Requirement -> Reproduce each record exactly, leaving nothing out.

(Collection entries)
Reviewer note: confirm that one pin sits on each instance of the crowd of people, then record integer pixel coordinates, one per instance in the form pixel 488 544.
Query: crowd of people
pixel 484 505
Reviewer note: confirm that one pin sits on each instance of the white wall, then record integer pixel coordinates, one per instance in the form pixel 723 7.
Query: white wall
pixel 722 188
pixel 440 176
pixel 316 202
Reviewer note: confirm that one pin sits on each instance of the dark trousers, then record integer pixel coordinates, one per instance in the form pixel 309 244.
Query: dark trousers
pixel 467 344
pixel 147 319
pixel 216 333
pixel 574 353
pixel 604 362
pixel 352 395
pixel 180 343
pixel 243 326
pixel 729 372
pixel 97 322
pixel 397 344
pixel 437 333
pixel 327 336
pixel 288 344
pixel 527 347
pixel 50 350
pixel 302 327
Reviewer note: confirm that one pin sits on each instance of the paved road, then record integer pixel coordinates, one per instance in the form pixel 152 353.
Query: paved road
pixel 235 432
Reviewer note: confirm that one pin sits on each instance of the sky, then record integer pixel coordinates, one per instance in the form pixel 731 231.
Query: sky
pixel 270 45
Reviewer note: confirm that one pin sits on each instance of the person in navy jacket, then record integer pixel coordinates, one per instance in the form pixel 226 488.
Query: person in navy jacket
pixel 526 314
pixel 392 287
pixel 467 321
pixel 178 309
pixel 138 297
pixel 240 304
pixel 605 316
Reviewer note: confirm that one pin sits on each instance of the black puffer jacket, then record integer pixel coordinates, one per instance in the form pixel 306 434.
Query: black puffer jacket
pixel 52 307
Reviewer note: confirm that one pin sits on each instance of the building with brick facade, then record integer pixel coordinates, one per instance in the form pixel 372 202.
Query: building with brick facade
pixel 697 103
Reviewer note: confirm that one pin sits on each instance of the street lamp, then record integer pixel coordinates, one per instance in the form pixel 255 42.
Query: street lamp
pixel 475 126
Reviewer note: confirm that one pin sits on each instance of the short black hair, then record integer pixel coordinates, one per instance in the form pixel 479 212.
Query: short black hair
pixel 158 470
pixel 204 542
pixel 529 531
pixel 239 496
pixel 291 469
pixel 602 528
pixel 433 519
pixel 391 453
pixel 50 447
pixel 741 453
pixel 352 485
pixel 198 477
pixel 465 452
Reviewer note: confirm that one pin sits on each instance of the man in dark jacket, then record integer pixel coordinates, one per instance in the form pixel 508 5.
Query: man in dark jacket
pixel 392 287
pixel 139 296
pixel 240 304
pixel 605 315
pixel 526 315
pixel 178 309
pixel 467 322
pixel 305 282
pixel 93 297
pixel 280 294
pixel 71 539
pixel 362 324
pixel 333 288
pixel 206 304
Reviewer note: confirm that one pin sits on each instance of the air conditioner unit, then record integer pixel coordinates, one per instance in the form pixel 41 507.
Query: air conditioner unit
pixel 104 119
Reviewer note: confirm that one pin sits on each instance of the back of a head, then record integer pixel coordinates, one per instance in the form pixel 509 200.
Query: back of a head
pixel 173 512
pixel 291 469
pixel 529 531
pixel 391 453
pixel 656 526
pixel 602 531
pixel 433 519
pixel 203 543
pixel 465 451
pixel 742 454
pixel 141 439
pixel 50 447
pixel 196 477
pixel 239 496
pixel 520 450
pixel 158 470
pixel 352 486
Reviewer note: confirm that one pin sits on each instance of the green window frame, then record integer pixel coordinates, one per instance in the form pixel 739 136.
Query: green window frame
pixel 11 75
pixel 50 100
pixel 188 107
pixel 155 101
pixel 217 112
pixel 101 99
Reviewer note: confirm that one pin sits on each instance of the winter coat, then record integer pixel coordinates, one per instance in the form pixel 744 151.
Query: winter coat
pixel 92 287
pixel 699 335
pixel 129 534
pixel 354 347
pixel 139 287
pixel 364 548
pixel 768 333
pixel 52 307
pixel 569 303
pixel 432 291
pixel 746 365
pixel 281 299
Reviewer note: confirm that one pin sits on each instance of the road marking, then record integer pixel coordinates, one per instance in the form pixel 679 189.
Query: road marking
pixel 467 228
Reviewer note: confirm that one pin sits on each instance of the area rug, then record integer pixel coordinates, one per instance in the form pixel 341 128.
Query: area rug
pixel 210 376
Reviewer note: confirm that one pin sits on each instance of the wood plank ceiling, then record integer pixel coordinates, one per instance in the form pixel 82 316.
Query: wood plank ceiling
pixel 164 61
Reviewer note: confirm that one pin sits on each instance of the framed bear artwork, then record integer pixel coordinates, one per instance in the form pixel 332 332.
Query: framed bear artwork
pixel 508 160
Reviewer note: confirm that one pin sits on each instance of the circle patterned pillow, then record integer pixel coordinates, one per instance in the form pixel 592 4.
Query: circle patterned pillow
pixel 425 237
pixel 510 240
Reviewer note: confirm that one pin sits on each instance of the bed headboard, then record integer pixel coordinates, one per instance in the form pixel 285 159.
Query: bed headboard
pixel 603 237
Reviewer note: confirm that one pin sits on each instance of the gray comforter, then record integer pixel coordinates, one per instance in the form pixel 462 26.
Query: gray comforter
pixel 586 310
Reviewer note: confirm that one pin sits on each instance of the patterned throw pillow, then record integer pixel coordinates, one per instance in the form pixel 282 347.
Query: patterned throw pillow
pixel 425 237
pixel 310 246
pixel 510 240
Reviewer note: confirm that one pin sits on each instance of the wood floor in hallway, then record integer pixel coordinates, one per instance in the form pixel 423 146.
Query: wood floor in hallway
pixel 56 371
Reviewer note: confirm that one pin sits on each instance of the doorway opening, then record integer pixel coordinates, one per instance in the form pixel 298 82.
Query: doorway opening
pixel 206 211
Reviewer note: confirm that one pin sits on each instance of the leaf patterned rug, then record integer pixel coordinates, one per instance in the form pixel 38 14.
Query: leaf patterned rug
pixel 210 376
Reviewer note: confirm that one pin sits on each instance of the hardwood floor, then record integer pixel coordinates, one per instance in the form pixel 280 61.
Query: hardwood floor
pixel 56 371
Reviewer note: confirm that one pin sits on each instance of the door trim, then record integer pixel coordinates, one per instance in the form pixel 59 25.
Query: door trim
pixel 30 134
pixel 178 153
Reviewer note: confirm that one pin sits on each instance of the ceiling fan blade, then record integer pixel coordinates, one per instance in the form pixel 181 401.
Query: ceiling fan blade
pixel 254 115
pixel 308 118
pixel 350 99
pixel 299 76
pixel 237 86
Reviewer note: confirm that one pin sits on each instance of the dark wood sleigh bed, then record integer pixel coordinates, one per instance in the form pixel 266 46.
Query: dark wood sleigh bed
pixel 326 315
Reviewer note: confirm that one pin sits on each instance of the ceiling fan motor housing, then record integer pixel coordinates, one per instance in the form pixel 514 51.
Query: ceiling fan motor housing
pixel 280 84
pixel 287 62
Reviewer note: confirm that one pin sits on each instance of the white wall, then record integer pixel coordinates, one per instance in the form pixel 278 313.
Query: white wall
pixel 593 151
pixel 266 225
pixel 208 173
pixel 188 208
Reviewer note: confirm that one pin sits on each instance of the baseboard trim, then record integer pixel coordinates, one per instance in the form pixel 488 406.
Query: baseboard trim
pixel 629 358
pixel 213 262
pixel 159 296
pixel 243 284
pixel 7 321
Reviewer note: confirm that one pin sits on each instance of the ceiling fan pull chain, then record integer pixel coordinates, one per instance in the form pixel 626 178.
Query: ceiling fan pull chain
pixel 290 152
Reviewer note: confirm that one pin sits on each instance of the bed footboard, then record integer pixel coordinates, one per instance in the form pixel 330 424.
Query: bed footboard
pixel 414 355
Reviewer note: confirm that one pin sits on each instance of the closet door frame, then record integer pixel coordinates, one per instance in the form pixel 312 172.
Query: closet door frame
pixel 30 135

Result ->
Reviewer note: confirm that one pin sits on each instance of the crowd of people, then record integer pixel coordinates, one per instance in the form pixel 488 544.
Query: crowd of people
pixel 484 505
Reviewer note: confirm that one pin sits on each instance of the white wall, then record integer pixel coordinates, one per instance in the form pixel 723 7.
Query: white wall
pixel 722 188
pixel 440 176
pixel 316 202
Reviewer note: confirm that one pin sits on each instance of the dark trousers, then record integer pixel coordinates, one per instance in the form pixel 309 244.
Query: dark trousers
pixel 467 344
pixel 147 319
pixel 216 333
pixel 574 353
pixel 604 362
pixel 352 395
pixel 180 343
pixel 243 326
pixel 729 372
pixel 97 322
pixel 397 344
pixel 437 333
pixel 327 336
pixel 288 344
pixel 527 347
pixel 50 350
pixel 302 327
Reviewer note: confirm that one pin sits on each instance of the paved road, then record integer pixel coordinates, one per instance in the form pixel 152 353.
Query: paved road
pixel 235 432
Reviewer note: confirm that one pin sits on each instance of the sky, then record integer pixel coordinates, one per instance in the form pixel 731 231.
Query: sky
pixel 270 45
Reviewer note: confirm that one pin sits on each instance of the person in navy jacket, then record integer pixel coordinates, one per instance in the form pixel 226 488.
Query: person in navy jacket
pixel 526 314
pixel 392 287
pixel 467 321
pixel 178 309
pixel 138 297
pixel 240 304
pixel 605 316
Reviewer note: confirm that one pin sits on each instance of the black puffer jacket, then record integer pixel coordinates, one per instance in the form pixel 306 434.
Query: black puffer jacket
pixel 52 307
Reviewer note: confirm that one pin sits on each instance of the building with brick facade, then record integer pixel coordinates, one per instance in the form pixel 372 202.
Query: building with brick facade
pixel 697 103
Reviewer note: confirm that one pin sits on each instance of the street lamp, then record integer pixel coordinates, one per instance in the form pixel 255 42.
Query: street lamp
pixel 475 126
Reviewer note: confirm that one pin sits on each instance of the short black hair, then record integer pixel coordinates, one per instance in the form pixel 479 212.
Query: short black hair
pixel 158 470
pixel 204 542
pixel 529 531
pixel 239 496
pixel 291 469
pixel 602 528
pixel 433 519
pixel 391 453
pixel 50 447
pixel 741 453
pixel 352 485
pixel 198 477
pixel 465 452
Reviewer note: confirm that one pin sits on each instance of the man in dark jacket, then record integer pixel coordinates, one per instance in the form pixel 508 5.
Query: man in dark jacket
pixel 392 287
pixel 139 296
pixel 240 304
pixel 605 315
pixel 526 315
pixel 178 309
pixel 467 322
pixel 305 282
pixel 93 297
pixel 280 294
pixel 71 539
pixel 362 324
pixel 333 288
pixel 206 304
Reviewer note: confirm that one pin sits on each instance of the air conditioner unit, then record integer pixel coordinates, one per instance in the form pixel 41 507.
Query: air conditioner unit
pixel 104 119
Reviewer note: confirm that one pin sits on each instance of the back of a head, then record integer pixel coordinates, one per instance in the form pixel 509 200.
Query: back of a head
pixel 173 512
pixel 291 469
pixel 529 531
pixel 391 453
pixel 656 526
pixel 602 531
pixel 433 519
pixel 203 543
pixel 465 451
pixel 742 454
pixel 141 439
pixel 50 447
pixel 196 477
pixel 239 496
pixel 520 450
pixel 158 470
pixel 352 486
Reviewer note: confirm that one pin sits on each instance of the green window frame, then record integer pixel coordinates, one per instance in the form pixel 739 136.
Query: green window frame
pixel 11 75
pixel 50 100
pixel 188 107
pixel 155 101
pixel 217 112
pixel 101 99
Reviewer note: confirm that one pin sits on each instance of the winter coat, then record integer pixel coordinates, one per instance in the form pixel 744 151.
Query: winter coat
pixel 92 287
pixel 699 335
pixel 129 534
pixel 354 347
pixel 139 287
pixel 364 548
pixel 768 333
pixel 52 307
pixel 569 303
pixel 432 291
pixel 746 365
pixel 281 299
Reviewer note: confirm that one pin sits on each instance of the road marking, then record integer pixel coordinates, one per instance in the form pixel 679 189.
Query: road marking
pixel 467 228
Reviewer note: confirm that one pin sits on each instance of the area rug, then record integer pixel coordinates, one per instance in the form pixel 341 128.
Query: area rug
pixel 210 376
Reviewer note: confirm that one pin sits on each instance of the wood plank ceiling, then record integer pixel coordinates, one per instance in the form pixel 82 316.
Query: wood plank ceiling
pixel 164 61
Reviewer note: confirm that one pin sits on each instance of the framed bear artwork, then record integer pixel coordinates, one per instance in the form pixel 332 332.
Query: framed bear artwork
pixel 508 160
Reviewer note: confirm that one pin sits on each instance of the circle patterned pillow, then record integer pixel coordinates, one per instance in the form pixel 592 4.
Query: circle patterned pillow
pixel 425 237
pixel 510 240
Reviewer note: confirm that one pin sits on each instance of the bed headboard, then record integer pixel coordinates, one per instance in the form pixel 285 159.
Query: bed headboard
pixel 603 237
Reviewer note: confirm that one pin sits on each instance of the gray comforter, then record integer pixel coordinates, one per instance in the form pixel 462 26.
Query: gray comforter
pixel 586 310
Reviewer note: confirm that one pin sits on each instance of the patterned throw pillow, then record integer pixel coordinates, one per instance in the form pixel 282 347.
Query: patterned throw pillow
pixel 425 237
pixel 310 246
pixel 510 240
Reviewer note: confirm that one pin sits on each instance of the wood floor in hallway, then record integer pixel coordinates, one per instance in the form pixel 423 146.
Query: wood floor in hallway
pixel 56 371
Reviewer note: confirm that one pin sits on each instance of the doorway opening, then record integer pixel coordinates, one per instance in the form pixel 298 82.
Query: doorway opening
pixel 206 211
Reviewer note: confirm that one pin sits on each instance of the leaf patterned rug, then record integer pixel coordinates, one per instance in the form pixel 38 14.
Query: leaf patterned rug
pixel 210 376
Reviewer note: confirm that one pin sits on each instance of the hardwood floor, then record integer pixel coordinates, one per instance in the form pixel 280 61.
Query: hardwood floor
pixel 56 371
Reviewer note: confirm that one pin sits on each instance of the door trim, then record integer pixel coordinates, one per instance in the form pixel 59 25.
Query: door trim
pixel 30 134
pixel 178 153
Reviewer note: confirm that one pin sits on each instance of the ceiling fan blade, then record integer pixel coordinates, one per instance in the form pixel 181 401.
Query: ceiling fan blade
pixel 254 115
pixel 308 118
pixel 350 99
pixel 299 76
pixel 237 86
Reviewer note: confirm that one pin sits on each instance of the dark wood sleigh bed, then record integer pixel coordinates, one per instance in the form pixel 266 46.
Query: dark wood sleigh bed
pixel 326 315
Reviewer note: confirm that one pin sits on each instance of the ceiling fan motor housing, then record integer pixel coordinates, one per instance in the form pixel 514 51.
Query: ceiling fan motor housing
pixel 280 84
pixel 287 62
Reviewer note: confirm that one pin sits on each instance of the white wall, then record integer pixel coordinates, one per instance in the form pixel 278 313.
Query: white wall
pixel 593 151
pixel 266 225
pixel 208 173
pixel 188 208
Reviewer note: confirm that one pin sits on each instance of the baseboard trim, then record integer pixel coordinates, one per instance in the form pixel 488 406.
Query: baseboard trim
pixel 629 358
pixel 213 262
pixel 159 296
pixel 243 284
pixel 7 321
Reviewer note: confirm that one pin sits on each instance of the ceiling fan pull chain, then record integer pixel coordinates, one per instance in the form pixel 626 178.
Query: ceiling fan pull chain
pixel 290 152
Reviewer note: confirm that one pin sits on each instance of the bed footboard, then record integer pixel coordinates, one per instance in the form pixel 330 424.
Query: bed footboard
pixel 414 355
Reviewer note: confirm that one pin sits on each instance of the closet door frame, then record integer pixel coordinates, one per instance in the form pixel 312 172.
Query: closet door frame
pixel 30 135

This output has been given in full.